Selected passage:
──────────────────────────────

Cash is king. If you don’t manage your money well, you could find yourself out of business quickly even if you have plenty of sales. I’ve written 7 of my best money management tips that every business owner should use to run a successful business.
- Use a Budget: Every Fall you should develop your new budget and sales goals for your business. You need to make sure you understand your monthly burn rate or how much money it costs to operate your business monthly, including payroll. It will help you have a clear understanding of your business expenses including office supplies, inventory, labor, shipping, accounting, legal, marketing, health insurance, business development and your quarterly business taxes. You also need to understand how much profit is in every sale. It’s important to review your budget before making any major purchases for your business.
- Create Money Rules: How you pay bills in your business should be established by you and not when you receive an invoice. I pay vendor invoice twice a month on the 15th and the 30th, no one gets to demand a payment. I manage my cash flow a lot better, knowing when I will make vendor payments. When I have bills on auto pay, I also select the date of the payment with the vendors when possible to manage cash flow, as well.
- Create an Emergency Savings Account: Just like you should have emergency savings for your household, you need one for your business too, especially if you are a professional service business. My suggestion is that you establish an emergency savings account for your business as a money market account so that you can have liquid cash in case you need to move around money to bills when your customers pay late. Try to keep at least two payroll cycles worth of money in this account. Now, you should have a line of credit too, but you need cash on hand as well.

──────────────────────────────

Recorded data:

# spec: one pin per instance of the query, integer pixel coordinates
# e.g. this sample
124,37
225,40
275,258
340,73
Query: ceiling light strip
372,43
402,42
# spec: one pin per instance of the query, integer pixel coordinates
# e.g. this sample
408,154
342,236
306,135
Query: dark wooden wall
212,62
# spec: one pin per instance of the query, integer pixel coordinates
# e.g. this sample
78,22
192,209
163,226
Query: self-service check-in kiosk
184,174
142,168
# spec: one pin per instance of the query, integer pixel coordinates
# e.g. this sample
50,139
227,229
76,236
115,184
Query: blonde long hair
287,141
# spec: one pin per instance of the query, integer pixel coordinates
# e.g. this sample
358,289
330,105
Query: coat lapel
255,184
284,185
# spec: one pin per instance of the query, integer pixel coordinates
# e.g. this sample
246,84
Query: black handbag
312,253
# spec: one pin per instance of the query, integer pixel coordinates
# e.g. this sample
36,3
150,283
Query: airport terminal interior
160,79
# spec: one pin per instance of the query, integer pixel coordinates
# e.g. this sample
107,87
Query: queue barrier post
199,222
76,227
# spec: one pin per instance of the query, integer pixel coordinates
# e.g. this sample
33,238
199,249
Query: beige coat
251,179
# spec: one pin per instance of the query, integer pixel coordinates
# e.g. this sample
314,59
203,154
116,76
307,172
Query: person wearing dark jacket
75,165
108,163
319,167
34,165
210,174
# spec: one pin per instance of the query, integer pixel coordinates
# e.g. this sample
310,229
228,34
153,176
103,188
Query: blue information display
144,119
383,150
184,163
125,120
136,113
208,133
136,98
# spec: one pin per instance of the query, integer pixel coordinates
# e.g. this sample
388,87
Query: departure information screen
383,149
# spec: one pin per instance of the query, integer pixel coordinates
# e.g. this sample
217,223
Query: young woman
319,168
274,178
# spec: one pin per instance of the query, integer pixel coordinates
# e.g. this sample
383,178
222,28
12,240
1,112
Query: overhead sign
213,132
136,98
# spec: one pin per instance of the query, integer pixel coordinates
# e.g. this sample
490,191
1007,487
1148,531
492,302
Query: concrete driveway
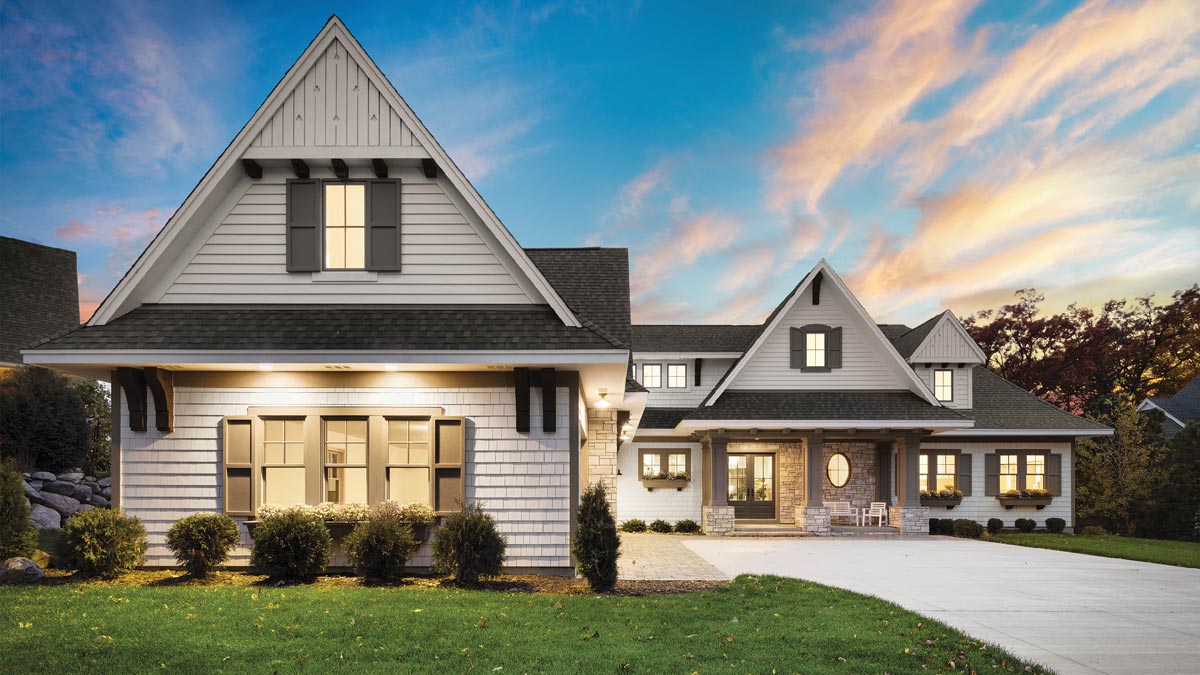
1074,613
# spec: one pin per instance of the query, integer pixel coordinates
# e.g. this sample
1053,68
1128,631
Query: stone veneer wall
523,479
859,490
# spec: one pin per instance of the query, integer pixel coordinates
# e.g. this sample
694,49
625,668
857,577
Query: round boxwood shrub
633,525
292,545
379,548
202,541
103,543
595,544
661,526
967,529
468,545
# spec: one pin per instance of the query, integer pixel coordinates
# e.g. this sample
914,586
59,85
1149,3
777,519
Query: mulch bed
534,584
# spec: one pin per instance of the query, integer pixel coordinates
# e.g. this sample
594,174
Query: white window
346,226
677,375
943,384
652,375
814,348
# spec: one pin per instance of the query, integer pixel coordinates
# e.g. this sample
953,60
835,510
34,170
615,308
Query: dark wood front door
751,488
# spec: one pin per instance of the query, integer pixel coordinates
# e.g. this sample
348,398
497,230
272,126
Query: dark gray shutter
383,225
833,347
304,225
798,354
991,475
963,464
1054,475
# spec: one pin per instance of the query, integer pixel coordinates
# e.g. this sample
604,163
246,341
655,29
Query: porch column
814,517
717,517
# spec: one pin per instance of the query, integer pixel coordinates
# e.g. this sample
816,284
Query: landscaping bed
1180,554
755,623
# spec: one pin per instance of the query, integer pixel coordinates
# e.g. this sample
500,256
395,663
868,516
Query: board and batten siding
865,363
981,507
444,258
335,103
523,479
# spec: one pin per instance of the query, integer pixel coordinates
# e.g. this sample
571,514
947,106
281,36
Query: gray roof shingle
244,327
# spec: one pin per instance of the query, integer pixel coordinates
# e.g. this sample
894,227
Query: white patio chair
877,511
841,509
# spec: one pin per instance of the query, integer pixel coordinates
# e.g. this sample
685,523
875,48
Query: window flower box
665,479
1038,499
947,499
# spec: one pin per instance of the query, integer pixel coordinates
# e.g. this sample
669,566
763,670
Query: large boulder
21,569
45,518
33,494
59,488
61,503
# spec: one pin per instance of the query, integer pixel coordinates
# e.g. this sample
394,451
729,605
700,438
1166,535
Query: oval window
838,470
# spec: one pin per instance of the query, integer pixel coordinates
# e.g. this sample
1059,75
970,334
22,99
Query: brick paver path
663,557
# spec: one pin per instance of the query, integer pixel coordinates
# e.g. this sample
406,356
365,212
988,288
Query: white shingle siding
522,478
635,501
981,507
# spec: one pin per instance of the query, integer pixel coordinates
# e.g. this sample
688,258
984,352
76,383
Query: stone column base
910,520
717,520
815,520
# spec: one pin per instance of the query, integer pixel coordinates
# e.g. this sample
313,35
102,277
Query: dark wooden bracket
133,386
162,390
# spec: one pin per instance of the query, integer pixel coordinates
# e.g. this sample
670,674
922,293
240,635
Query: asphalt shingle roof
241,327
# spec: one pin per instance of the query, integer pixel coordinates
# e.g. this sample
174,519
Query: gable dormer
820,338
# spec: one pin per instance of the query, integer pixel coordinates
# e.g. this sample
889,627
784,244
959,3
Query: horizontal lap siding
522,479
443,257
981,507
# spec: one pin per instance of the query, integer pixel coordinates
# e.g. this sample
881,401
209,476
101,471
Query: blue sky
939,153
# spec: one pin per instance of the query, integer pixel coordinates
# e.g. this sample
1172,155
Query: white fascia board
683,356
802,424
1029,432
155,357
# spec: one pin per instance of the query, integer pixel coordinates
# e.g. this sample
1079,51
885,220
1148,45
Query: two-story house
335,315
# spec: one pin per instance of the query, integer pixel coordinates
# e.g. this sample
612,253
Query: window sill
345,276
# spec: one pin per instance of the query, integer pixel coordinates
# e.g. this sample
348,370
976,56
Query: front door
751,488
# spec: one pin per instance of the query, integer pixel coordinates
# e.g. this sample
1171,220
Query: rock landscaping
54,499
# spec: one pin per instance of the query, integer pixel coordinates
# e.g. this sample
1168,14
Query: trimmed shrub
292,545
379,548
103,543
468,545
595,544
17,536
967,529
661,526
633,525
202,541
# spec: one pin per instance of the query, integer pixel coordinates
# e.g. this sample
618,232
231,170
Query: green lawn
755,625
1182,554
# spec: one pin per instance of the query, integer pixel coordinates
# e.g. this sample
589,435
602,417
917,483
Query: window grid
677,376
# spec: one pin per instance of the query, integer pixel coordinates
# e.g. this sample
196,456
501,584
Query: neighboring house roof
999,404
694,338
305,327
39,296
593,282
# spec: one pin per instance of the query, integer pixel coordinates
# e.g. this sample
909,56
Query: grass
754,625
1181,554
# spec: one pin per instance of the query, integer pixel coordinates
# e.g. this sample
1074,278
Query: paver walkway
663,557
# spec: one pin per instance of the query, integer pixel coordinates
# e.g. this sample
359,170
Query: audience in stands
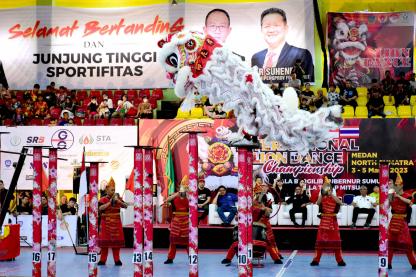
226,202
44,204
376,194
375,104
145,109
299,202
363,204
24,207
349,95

──────────────────────────────

Challenges:
• 1. Answer these questions about the money management tips, one answer per line, marked the same way:
(a) On which days of the month does the writer pay vendor invoices?
(b) At least how much money should be kept in the business emergency savings account?
(c) In which season should a new budget and sales goals be developed?
• 2. Duplicate the part of the money management tips that opens with the words containing "- Create an" and closes with "hand as well.".
• 3. Pick up the money management tips after their last sentence and continue writing them.

Answers given:
• 1.
(a) The 15th and the 30th
(b) At least two payroll cycles worth of money
(c) Every Fall

• 2.
- Create an Emergency Savings Account: Just like you should have emergency savings for your household, you need one for your business too, especially if you are a professional service business. My suggestion is that you establish an emergency savings account for your business as a money market account so that you can have liquid cash in case you need to move around money to bills when your customers pay late. Try to keep at least two payroll cycles worth of money in this account. Now, you should have a line of credit too, but you need cash on hand as well.

• 3.
- Accept All Forms of Payment: Your accounts receivable turnover ratio, is how long it takes you to receive money after you issue an invoice. One of the fastest ways to get your money is to accept all forms of payment. Wire transfers, Checks, Credit cards, Apple pay, Samsung pay, Vemo etc. Cash is the least useful form of payment. It’s costs time and money to accept cash. It’s make your business vulnerable to theft or human error, and it takes time to reconcile cash daily and make bank deposits.
- Review Financial Statements Monthly: By the 15th of the month, you should know how well your business did the prior month. You should have your bookkeeper or accountant develop you Profit and Loss Statement, Balance Sheet and Cash Flow statement. Don’t just call an accountant at tax time, utilize that person as a business advisor. And if you do not know how to read financial statements, get your accountant to teach you. Don’t let your fear of math be the reason why you don’t know what happening financially in your business.
- Invest in Your Professional Development: You must grow yourself to grow your business. For the first 10 years I was in business I took a class for business course. I took business plan courses, the SBA’s E200 program, the 8(a) Academy, Leadership Inc., and I enrolled in college courses at Dartmouth College, University of Virginia, and Harvard University. My point is, most of us know how to build our widget, but running a business is an entirely different skillset that most be acquired. Make sure you are reading books about how to be a better leader in your business, and that your step back in a classroom to grow your business skills.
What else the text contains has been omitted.